§ Work required: Go to the line that contains "Guideline: for every instance of the bar stool, set" and extract it along with every line after it, exactly, through the end of the data below.

========================

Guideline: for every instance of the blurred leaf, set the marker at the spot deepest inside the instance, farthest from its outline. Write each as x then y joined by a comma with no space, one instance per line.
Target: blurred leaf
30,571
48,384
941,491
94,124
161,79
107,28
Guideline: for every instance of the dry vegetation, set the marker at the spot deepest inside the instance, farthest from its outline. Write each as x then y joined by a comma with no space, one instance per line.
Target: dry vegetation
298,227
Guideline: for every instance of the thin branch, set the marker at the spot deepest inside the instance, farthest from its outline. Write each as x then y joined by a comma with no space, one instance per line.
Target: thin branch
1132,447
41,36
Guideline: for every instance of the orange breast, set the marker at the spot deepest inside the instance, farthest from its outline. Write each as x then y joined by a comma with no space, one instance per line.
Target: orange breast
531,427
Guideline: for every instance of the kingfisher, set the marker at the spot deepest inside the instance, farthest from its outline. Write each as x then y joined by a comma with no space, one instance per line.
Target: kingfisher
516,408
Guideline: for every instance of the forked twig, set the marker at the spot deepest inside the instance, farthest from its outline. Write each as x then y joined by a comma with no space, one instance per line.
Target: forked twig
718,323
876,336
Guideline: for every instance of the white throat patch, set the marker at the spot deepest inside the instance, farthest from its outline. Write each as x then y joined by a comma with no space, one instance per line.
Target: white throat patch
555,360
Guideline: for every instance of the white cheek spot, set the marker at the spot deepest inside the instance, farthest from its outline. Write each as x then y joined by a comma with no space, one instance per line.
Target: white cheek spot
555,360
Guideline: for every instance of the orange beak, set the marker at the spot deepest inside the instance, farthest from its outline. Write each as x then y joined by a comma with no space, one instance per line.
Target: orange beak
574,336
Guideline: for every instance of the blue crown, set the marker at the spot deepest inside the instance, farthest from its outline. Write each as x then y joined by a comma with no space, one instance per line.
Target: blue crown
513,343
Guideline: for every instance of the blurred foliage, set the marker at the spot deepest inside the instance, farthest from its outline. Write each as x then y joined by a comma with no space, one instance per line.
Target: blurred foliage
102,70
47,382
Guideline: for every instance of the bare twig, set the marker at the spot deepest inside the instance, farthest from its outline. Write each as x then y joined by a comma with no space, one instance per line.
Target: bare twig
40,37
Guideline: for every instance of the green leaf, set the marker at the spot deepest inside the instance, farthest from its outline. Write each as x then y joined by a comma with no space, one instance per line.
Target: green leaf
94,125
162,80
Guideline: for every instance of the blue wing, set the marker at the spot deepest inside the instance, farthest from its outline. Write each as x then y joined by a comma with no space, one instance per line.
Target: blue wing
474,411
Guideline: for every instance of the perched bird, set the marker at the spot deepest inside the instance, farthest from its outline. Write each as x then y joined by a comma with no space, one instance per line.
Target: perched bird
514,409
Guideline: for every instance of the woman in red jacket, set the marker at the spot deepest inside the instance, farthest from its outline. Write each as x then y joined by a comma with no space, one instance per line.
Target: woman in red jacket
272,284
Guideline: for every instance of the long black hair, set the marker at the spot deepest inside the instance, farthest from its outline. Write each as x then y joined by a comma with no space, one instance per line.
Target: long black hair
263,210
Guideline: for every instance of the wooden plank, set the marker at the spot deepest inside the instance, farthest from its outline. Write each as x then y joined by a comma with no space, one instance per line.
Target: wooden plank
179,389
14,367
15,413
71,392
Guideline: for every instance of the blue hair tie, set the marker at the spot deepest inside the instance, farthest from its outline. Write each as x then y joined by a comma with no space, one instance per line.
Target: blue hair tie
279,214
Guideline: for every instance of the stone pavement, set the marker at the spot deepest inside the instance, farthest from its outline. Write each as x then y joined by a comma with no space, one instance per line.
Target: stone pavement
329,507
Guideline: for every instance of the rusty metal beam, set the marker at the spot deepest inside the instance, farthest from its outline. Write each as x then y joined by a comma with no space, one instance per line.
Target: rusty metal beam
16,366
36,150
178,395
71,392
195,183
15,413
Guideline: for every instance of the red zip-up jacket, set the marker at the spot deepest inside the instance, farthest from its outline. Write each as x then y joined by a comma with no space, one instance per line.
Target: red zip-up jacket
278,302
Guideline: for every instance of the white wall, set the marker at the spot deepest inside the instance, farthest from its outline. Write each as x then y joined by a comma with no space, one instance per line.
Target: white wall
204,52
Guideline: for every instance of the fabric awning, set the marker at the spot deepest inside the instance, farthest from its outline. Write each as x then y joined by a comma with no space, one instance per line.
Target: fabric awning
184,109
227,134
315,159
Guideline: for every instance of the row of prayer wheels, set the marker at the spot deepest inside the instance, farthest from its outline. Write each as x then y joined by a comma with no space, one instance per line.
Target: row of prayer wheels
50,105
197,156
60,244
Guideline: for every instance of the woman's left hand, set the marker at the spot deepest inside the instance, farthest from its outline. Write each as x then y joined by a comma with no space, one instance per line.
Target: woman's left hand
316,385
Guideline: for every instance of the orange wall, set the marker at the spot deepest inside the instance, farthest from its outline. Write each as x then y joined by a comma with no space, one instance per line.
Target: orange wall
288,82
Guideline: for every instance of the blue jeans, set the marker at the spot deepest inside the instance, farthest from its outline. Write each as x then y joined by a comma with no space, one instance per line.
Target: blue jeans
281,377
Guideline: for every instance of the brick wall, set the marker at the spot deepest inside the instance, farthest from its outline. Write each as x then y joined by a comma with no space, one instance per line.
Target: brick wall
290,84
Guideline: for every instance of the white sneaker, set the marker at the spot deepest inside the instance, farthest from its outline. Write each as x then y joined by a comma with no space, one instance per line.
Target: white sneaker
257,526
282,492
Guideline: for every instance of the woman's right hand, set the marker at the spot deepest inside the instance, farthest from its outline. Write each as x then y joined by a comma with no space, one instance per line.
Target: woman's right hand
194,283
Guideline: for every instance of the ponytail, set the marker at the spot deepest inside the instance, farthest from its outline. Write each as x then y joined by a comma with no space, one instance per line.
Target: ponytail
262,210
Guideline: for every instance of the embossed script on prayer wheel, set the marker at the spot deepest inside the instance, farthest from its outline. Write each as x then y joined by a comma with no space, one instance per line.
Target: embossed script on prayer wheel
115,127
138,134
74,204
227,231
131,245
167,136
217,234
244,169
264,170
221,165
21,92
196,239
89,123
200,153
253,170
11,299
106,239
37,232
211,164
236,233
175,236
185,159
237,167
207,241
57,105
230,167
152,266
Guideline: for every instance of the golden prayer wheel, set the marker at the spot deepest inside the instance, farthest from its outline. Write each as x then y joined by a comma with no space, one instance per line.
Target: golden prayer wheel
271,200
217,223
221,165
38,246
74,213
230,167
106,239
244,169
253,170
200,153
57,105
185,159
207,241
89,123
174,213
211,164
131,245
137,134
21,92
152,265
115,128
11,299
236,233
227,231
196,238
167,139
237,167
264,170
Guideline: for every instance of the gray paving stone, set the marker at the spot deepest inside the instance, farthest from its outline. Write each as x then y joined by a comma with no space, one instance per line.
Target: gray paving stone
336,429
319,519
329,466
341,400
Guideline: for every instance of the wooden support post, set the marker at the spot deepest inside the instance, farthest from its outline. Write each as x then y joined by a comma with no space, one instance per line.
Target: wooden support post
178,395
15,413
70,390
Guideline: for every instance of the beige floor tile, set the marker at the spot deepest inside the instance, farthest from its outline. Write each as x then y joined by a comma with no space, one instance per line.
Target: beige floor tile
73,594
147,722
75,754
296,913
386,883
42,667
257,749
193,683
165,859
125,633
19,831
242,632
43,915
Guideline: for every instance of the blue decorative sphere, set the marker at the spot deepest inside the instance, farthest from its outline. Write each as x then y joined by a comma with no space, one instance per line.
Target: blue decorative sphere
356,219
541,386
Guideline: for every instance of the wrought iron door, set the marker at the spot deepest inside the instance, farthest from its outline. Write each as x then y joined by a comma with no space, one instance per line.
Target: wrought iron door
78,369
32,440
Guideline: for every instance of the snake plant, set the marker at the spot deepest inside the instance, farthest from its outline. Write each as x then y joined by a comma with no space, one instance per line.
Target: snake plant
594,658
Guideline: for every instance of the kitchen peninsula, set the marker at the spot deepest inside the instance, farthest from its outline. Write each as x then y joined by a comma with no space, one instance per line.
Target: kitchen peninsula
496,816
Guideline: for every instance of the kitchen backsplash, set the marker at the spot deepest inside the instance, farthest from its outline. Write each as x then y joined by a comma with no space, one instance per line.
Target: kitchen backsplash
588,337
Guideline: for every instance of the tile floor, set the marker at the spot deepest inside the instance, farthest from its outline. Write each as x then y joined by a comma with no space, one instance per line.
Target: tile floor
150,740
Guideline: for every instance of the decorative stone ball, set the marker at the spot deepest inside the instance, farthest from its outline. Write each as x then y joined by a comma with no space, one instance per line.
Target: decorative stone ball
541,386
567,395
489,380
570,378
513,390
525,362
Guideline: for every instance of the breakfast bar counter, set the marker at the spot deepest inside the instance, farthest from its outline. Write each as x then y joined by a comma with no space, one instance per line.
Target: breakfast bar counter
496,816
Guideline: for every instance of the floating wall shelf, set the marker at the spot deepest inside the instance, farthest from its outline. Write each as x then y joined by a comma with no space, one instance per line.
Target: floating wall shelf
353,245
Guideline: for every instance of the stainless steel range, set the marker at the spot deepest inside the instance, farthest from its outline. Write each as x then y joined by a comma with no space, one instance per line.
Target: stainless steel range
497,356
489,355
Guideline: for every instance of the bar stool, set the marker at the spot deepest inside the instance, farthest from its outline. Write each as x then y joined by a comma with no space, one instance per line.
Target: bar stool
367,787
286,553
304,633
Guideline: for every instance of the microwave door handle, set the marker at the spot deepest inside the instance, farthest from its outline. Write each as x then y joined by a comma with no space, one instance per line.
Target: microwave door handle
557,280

========================

§ Exercise answer:
Guideline: for every instance of the bar stool, set the marker at the spot deepest inside the instance, farthest from its outline. Write each as x then y joined by a comma with no space, one instance per line.
Target: bar stool
367,787
286,553
304,633
Guideline: for every instance of the microwave door handle, set the marker at the spot deepest inside the instance, farthest from its outline. Write each as x then y joined by a comma with no space, one instance per line.
Target: microwave door handle
557,280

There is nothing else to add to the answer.